## Available data
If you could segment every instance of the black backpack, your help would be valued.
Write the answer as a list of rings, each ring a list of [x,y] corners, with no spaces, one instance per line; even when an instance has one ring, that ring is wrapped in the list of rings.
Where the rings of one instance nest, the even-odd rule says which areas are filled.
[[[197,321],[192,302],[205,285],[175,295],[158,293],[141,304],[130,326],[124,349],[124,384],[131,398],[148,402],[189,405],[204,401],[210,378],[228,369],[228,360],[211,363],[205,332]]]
---
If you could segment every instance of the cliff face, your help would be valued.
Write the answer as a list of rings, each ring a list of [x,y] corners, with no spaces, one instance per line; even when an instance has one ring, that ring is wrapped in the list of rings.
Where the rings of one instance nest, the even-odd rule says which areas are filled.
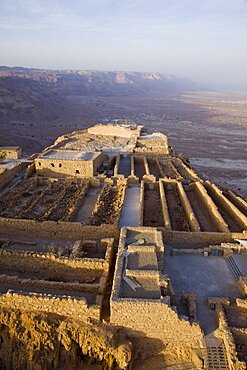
* * *
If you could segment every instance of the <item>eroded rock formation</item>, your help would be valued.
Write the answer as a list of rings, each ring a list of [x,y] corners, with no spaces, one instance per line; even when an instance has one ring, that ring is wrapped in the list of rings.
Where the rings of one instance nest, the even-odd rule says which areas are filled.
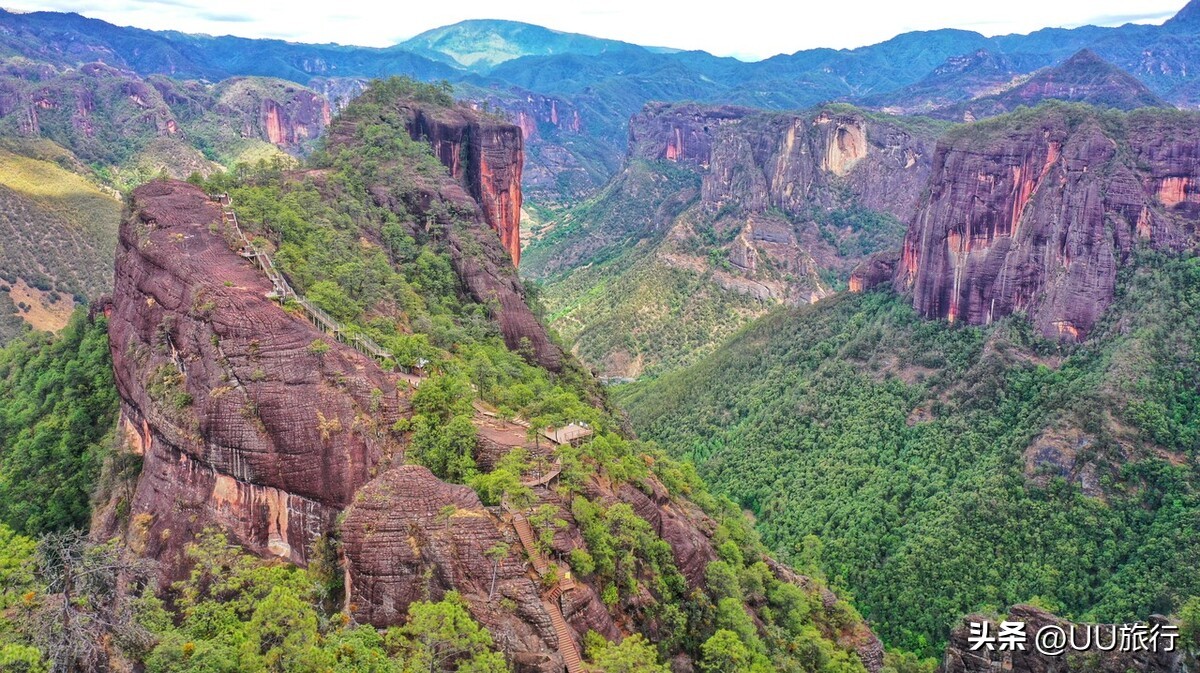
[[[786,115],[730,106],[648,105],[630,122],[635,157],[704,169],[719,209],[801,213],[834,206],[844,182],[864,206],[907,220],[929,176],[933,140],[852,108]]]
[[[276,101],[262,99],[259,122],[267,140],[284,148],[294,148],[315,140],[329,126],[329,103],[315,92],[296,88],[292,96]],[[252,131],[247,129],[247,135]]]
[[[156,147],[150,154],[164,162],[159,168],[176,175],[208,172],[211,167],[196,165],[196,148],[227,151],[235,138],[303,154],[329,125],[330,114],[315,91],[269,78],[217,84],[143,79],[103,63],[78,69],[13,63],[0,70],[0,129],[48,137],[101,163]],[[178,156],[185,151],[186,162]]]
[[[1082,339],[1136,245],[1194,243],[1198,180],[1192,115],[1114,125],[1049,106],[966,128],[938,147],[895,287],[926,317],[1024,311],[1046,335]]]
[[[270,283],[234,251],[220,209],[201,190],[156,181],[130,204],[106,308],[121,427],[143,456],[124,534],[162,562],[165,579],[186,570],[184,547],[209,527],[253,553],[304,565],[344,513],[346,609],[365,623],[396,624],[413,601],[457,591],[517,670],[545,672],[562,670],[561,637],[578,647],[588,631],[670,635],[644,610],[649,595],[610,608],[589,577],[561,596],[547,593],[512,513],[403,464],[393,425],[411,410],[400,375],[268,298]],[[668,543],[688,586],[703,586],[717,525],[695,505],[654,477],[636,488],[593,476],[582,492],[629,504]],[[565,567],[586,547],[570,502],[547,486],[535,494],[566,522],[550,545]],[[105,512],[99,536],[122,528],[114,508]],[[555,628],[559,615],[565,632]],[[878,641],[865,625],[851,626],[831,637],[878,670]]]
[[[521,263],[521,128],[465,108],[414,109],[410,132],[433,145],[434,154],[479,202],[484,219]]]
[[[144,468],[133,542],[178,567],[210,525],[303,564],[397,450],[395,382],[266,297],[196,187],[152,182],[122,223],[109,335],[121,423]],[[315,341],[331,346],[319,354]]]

## Assigned task
Provide the count of lines in the data above that include the word "every", with no added text.

## Output
3